RAW DATA START

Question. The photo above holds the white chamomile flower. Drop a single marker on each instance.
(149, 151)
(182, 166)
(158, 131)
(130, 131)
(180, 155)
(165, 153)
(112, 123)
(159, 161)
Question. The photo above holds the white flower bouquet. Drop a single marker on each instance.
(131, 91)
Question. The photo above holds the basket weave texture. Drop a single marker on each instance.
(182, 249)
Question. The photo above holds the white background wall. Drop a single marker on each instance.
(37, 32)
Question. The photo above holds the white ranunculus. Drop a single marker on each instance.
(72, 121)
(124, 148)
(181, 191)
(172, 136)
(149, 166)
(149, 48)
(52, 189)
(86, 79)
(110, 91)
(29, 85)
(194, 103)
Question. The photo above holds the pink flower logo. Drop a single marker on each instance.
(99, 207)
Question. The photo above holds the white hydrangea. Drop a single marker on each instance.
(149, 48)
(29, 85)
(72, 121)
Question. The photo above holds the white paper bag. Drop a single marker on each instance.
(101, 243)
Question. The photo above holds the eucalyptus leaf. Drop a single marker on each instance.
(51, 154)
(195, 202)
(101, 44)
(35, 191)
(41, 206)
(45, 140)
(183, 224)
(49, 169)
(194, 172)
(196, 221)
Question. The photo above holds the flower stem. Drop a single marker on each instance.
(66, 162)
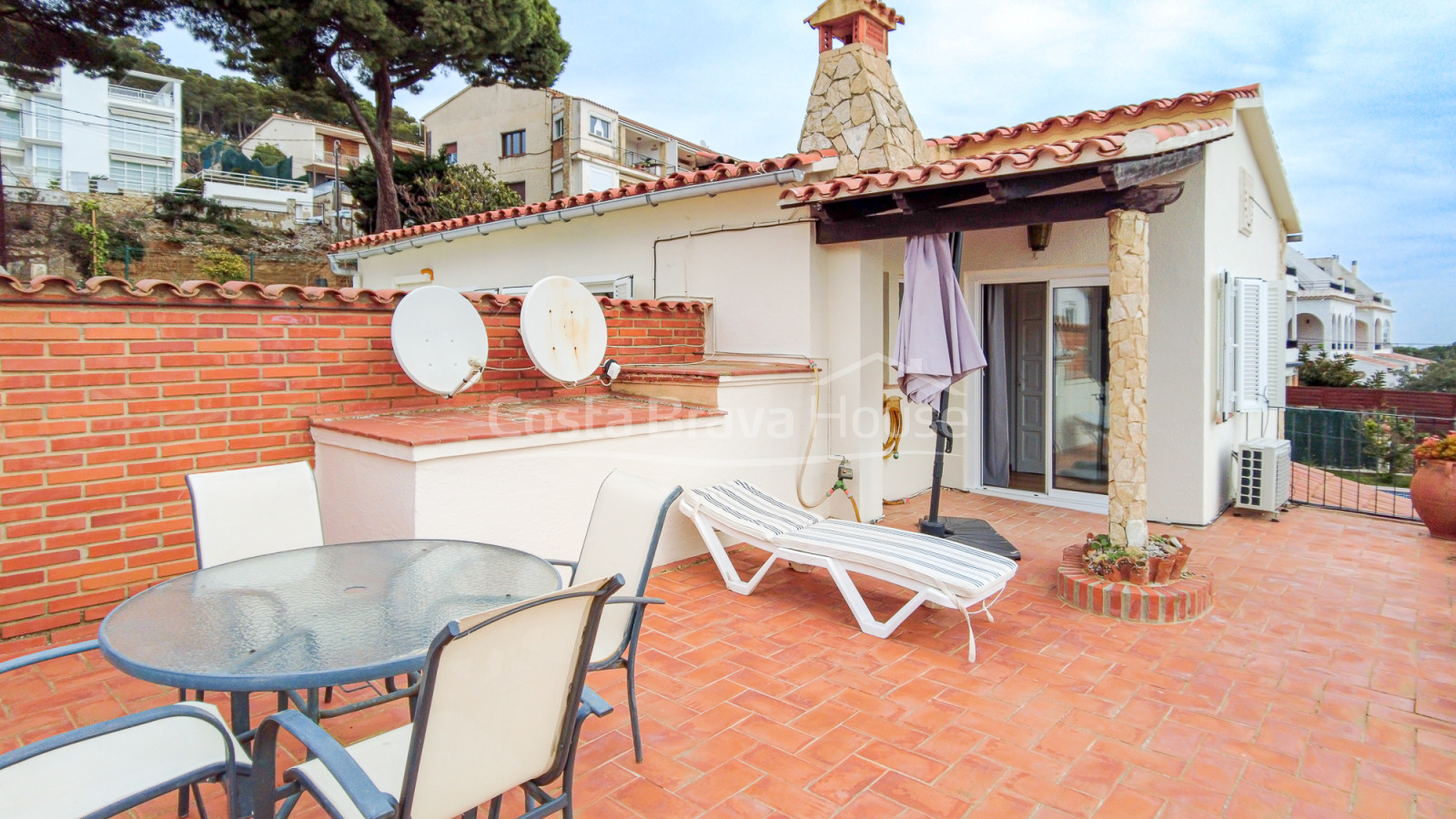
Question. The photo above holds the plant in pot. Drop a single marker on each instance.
(1433, 487)
(1161, 561)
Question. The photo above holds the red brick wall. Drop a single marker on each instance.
(1361, 399)
(109, 395)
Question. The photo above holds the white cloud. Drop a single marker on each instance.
(1361, 94)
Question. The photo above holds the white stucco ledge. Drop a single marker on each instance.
(426, 435)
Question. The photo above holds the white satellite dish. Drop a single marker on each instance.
(439, 339)
(564, 329)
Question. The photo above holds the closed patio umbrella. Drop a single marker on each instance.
(935, 347)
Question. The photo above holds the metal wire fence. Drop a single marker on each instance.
(1356, 460)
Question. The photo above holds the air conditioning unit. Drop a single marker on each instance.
(1263, 475)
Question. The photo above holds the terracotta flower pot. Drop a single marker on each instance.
(1433, 494)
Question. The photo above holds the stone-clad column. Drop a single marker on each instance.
(1127, 380)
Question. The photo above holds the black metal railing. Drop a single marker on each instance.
(1356, 460)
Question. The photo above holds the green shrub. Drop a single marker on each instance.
(222, 264)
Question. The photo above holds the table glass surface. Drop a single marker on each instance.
(315, 617)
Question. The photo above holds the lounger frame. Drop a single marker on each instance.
(839, 569)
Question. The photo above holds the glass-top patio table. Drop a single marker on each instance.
(313, 618)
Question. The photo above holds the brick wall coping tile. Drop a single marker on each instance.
(108, 288)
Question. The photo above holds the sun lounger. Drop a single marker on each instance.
(936, 570)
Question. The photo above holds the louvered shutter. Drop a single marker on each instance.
(1274, 334)
(1249, 346)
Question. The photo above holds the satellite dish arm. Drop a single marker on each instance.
(477, 370)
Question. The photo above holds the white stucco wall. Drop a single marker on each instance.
(535, 493)
(1256, 256)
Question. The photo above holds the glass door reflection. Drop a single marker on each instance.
(1079, 410)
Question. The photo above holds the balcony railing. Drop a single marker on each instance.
(159, 98)
(229, 178)
(327, 157)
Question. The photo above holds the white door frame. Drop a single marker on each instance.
(973, 288)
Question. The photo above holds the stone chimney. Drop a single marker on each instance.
(855, 106)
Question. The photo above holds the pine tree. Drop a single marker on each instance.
(386, 47)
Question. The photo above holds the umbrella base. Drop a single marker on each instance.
(970, 532)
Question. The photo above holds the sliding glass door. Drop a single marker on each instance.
(1045, 411)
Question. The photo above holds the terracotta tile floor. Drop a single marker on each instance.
(1321, 685)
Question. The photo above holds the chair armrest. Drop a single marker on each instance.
(638, 601)
(361, 790)
(47, 654)
(123, 723)
(570, 564)
(592, 703)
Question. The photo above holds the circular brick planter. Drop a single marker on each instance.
(1179, 601)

RAW DATA END

§ TO DO:
Find the line that contains "Question. The photo above holds the brick" in the data above. Reproduce it and every later line exactly, through the last one.

§ ANSWER TO THIS PROBLEM:
Question. The photo above holds the brick wall coping tile. Drop a single marker on each instance.
(108, 288)
Question. The photo above holds the sun lounger. Drop a single marker on each instance.
(936, 570)
Question. The photo above holds the louvered shutter. Drop a single marker on each instance.
(1274, 334)
(1249, 346)
Question. The photo above holds the satellite dish arm. Drop a single marker on each instance.
(477, 370)
Question. The photo above holds the white stucco wall. Drop a single marker on each instance.
(535, 493)
(1256, 256)
Question. The photo above holds the glass door reflection. Drop a single marker on each instance.
(1079, 410)
Question. The photo above holds the balcony railing. Drop a single marker on each instance.
(159, 98)
(229, 178)
(327, 157)
Question. The photo above holds the white door frame. Drop a single marker on each instance.
(973, 288)
Question. The photo above holds the stone chimney. Drop a single marker on each instance.
(855, 106)
Question. The photo above holds the pine tree. Drop a single marker on each instance.
(386, 47)
Question. The photo above holds the umbrella base. Drop a single marker on each instance.
(970, 532)
Question. The photo above holds the sliding glass door. Drop a single marker on each instance.
(1045, 411)
Question. The photo above holds the terracotta tile floor. Drop a single marker on each instance.
(1321, 685)
Question. The photo above holds the chair armrest. Drop a single marker on each instance.
(638, 601)
(361, 790)
(47, 654)
(123, 723)
(570, 564)
(592, 703)
Question. The photo above holds the circular brick planter. Drop a single marker on each instance.
(1179, 601)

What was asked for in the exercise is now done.